Copy out the material below verbatim, from the line with "target: black faucet" to the line with "721], [383, 721]]", including both of those lines.

(Records from a collection)
────────────────────────────────────────
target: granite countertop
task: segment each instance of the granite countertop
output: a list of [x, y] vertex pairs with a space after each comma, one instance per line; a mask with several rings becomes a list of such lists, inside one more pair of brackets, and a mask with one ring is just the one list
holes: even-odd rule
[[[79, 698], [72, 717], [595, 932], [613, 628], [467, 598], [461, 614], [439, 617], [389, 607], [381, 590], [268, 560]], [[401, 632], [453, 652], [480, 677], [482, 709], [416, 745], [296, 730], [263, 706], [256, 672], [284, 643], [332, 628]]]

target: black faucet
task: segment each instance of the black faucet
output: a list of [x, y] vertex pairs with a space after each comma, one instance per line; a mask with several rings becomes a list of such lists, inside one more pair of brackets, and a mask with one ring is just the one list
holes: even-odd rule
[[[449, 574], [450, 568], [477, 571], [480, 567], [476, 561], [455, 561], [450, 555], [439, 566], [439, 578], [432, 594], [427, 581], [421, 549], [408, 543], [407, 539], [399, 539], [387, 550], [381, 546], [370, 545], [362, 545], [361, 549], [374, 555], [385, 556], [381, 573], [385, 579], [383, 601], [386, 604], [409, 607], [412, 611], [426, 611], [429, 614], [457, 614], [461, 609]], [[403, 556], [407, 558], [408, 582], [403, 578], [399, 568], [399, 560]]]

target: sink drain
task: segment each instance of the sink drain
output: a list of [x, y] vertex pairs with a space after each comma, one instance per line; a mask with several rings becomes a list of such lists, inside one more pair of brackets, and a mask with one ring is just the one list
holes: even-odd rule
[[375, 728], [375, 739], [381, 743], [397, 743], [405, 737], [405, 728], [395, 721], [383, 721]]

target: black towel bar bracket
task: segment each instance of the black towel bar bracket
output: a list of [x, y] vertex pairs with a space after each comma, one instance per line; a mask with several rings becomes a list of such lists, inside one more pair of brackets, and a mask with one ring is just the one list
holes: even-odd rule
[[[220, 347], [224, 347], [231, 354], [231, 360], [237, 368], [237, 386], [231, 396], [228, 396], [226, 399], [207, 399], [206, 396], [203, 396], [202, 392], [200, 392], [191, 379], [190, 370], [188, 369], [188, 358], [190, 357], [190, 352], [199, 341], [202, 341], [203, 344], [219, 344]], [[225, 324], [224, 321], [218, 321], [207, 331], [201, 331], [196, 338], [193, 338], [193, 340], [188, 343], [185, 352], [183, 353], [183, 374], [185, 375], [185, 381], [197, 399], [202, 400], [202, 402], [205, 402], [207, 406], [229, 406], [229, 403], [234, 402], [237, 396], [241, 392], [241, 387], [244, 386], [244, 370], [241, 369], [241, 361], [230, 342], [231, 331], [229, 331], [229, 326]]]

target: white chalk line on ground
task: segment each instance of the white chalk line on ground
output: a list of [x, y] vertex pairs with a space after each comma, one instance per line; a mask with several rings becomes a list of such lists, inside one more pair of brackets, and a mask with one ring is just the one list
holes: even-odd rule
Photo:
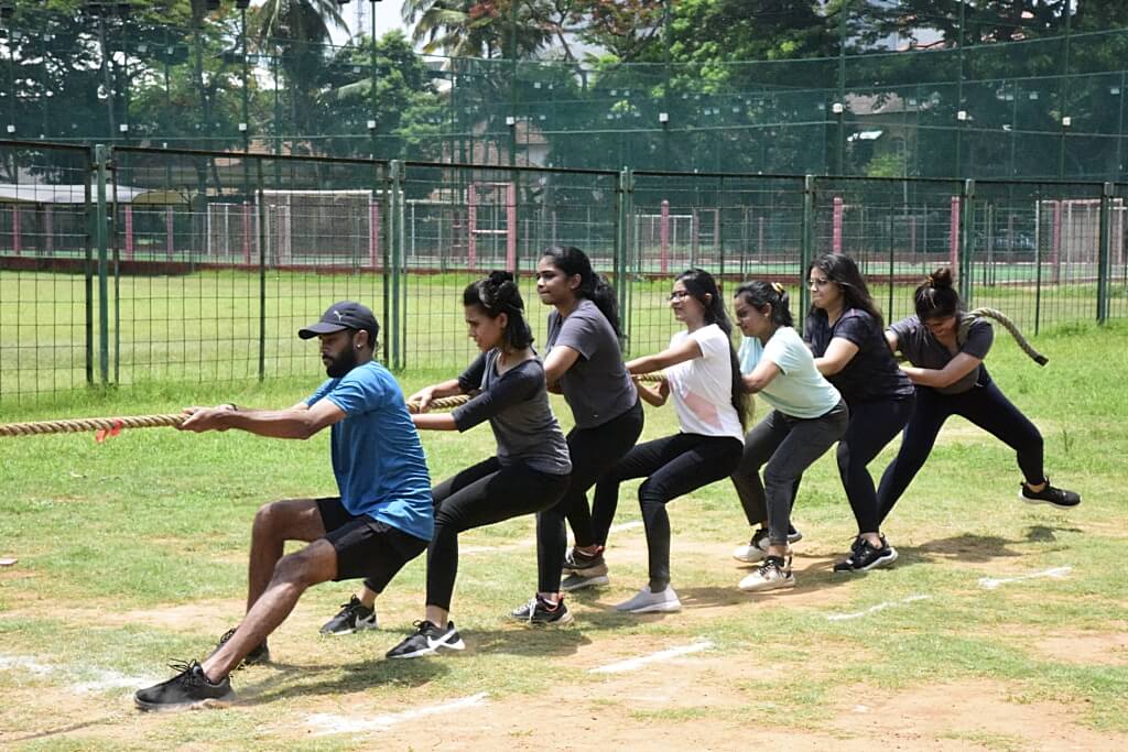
────────────────────────────────────────
> **OUTPUT**
target: black faucet
task: segment each instance of the black faucet
output: a list of [x, y] vertex pairs with a space after each comma, one instance per line; a mask with several rings becomes a list of such lists, inside one more pair of brackets, and a mask with one ring is just the one list
holes: even-odd rule
[[[449, 574], [450, 568], [477, 571], [480, 567], [476, 561], [455, 561], [450, 555], [439, 566], [439, 578], [432, 594], [427, 581], [421, 549], [408, 543], [407, 539], [399, 539], [387, 550], [381, 546], [370, 545], [362, 545], [361, 549], [374, 555], [385, 556], [381, 573], [385, 579], [383, 601], [386, 604], [409, 607], [412, 611], [426, 611], [429, 614], [457, 614], [461, 609]], [[403, 556], [407, 558], [408, 582], [403, 578], [399, 568], [399, 560]]]

target: sink drain
task: segment each instance of the sink drain
output: a list of [x, y] vertex pairs with a space after each comma, one instance per line; a mask with several rings becomes a list of such lists, inside one more pair of brackets, and a mask with one ring is just the one list
holes: even-odd rule
[[375, 728], [375, 739], [381, 743], [397, 743], [405, 737], [405, 728], [395, 721], [383, 721]]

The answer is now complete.